Bronfragment -
De verticale lijnen krijgen een eigen naam. Dat de twee lijnen in het midden Koningstraat en Koninginnelaan zullen gaan heten, ligt voor de hand. De lijnen aan de zijkanten noem ik Domtorengracht en Martinitorengracht. Over de definitieve naamgeving moet natuurlijk eerst eindeloos worden vergaderd in plaatselijke, vervolgens landelijke en tenslotte internationale straatnaamcommissies. Dat geldt ook voor Renbaan West en Renbaan Oost, waar de paarden briesend wachten op de start van hun vernietigende race, en voor Loperstraat en Loperbaan of Loopbaan. De rijen noemen we gewoon 1e, 2e ... 8e straat. Eetcafé Deevier is dus gevestigd op de kruising van Koninginnelaan en 4e straat. Dat is toch veel duidelijker dan het abstracte d4?

Gegevensvermeldingen -
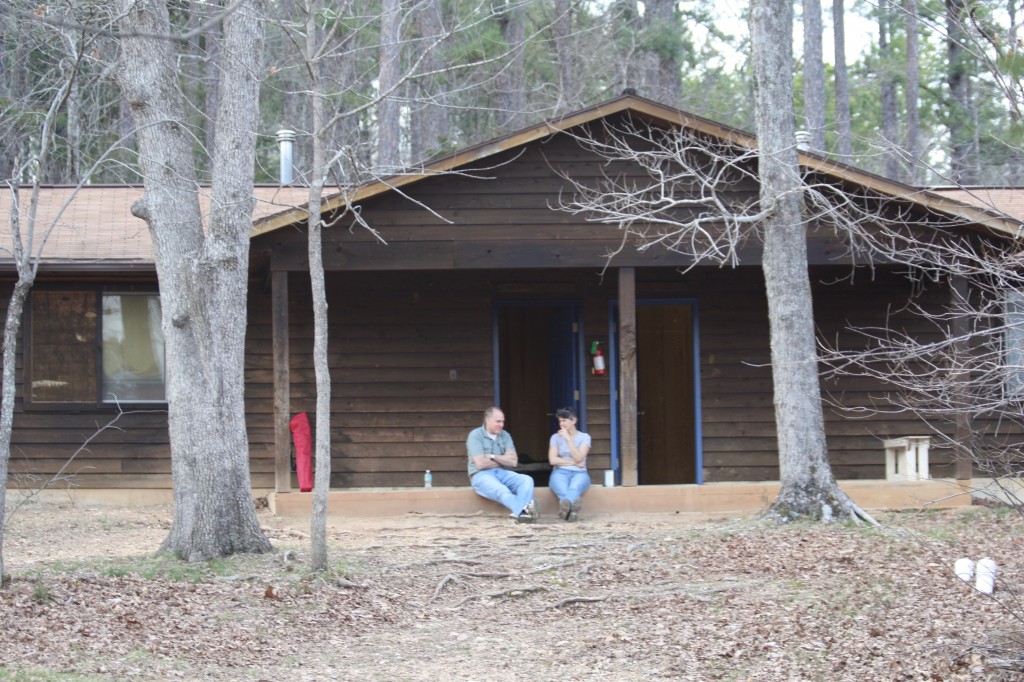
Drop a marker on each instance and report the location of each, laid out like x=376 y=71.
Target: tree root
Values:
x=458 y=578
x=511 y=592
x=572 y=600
--
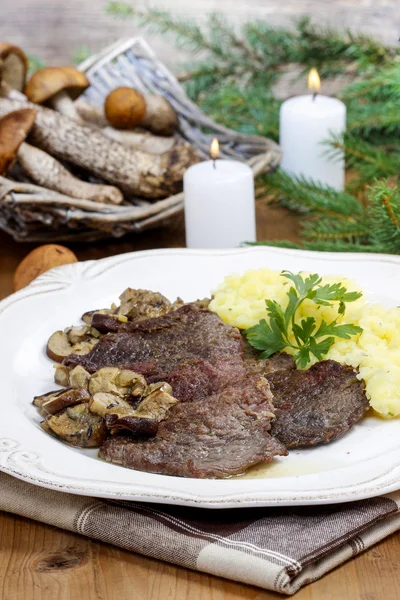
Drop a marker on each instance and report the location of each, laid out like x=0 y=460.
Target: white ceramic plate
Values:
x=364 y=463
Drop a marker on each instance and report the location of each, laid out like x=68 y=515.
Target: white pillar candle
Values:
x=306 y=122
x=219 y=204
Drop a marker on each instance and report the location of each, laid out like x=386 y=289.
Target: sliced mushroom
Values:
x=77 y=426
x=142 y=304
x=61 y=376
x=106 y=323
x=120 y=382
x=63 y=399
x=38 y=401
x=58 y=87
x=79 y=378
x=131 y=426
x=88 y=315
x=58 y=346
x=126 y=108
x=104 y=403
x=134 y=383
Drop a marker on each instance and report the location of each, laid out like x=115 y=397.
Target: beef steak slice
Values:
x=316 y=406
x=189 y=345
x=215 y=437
--
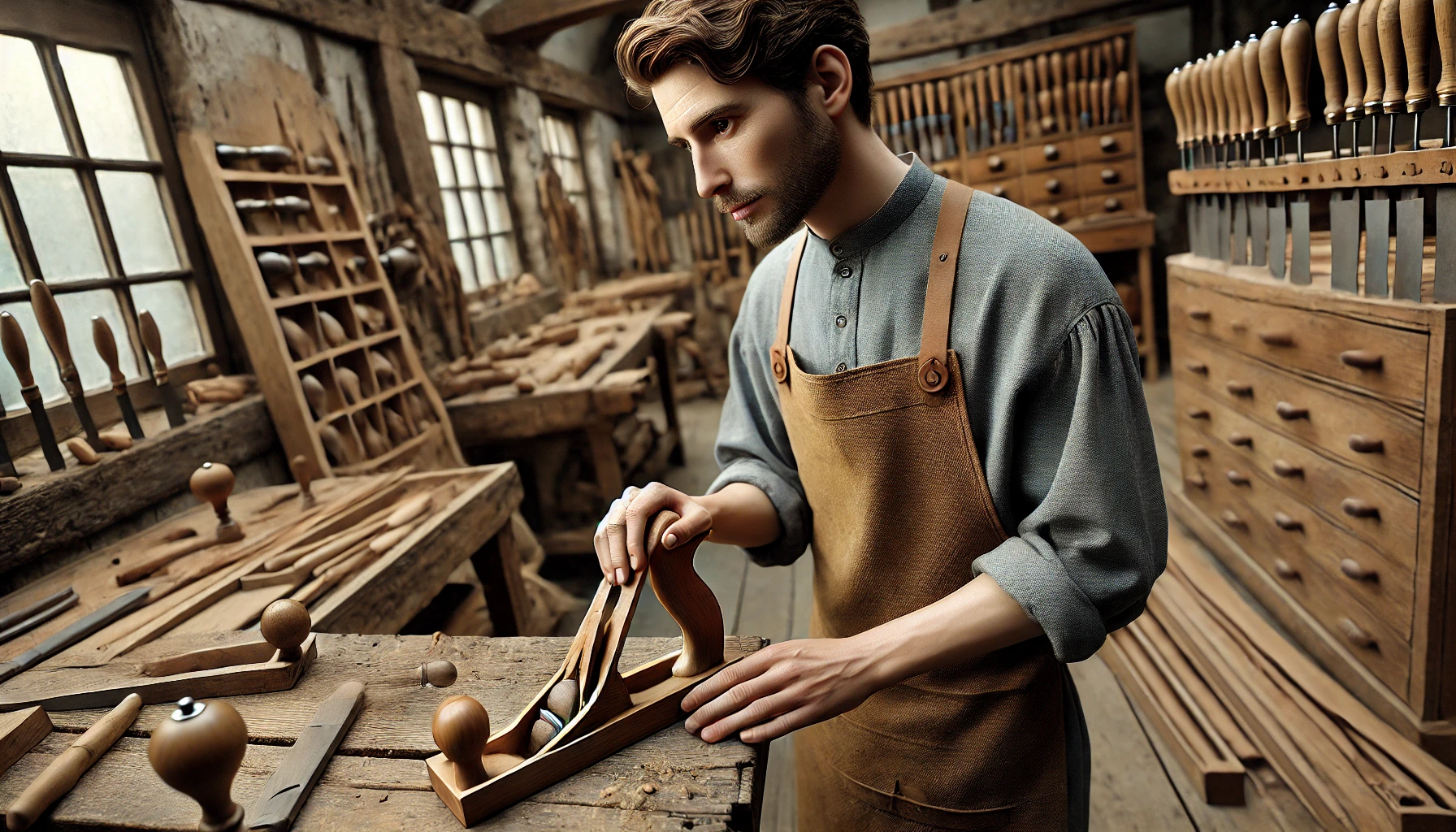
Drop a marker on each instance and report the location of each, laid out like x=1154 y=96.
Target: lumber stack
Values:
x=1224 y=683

Voltooi het volgende -
[a] Vat het bronfragment samen in twee zinnen.
[b] Zet de alinea uit het bronfragment die begint met "De verticale lijnen krijgen" om in een beknopte opsomming met de belangrijkste feiten.
De vermeldingen staan los van het bronfragment.

Verwachte resultaten -
[a] De verticale lijnen krijgen eigen namen, zoals Koningstraat en Koninginnelaan in het midden, Domtorengracht en Martinitorengracht aan de zijkanten, en verder Renbaan West, Renbaan Oost, Loperstraat en Loperbaan of Loopbaan, al moeten straatnaamcommissies daar eerst over vergaderen. De rijen heten 1e tot en met 8e straat, zodat Eetcafé Deevier op de kruising van Koninginnelaan en 4e straat ligt, wat veel duidelijker heet te zijn dan het abstracte d4.

[b]
- Verticale lijnen krijgen een eigen naam.
- Middelste twee lijnen: Koningstraat en Koninginnelaan.
- Lijnen aan de zijkanten: Domtorengracht en Martinitorengracht.
- Overige namen: Renbaan West en Renbaan Oost, Loperstraat en Loperbaan of Loopbaan.
- Definitieve namen vergen eerst vergaderingen in plaatselijke, landelijke en internationale straatnaamcommissies.
- Rijen heten 1e tot en met 8e straat.
- Eetcafé Deevier ligt op de kruising van Koninginnelaan en 4e straat, duidelijker dan d4.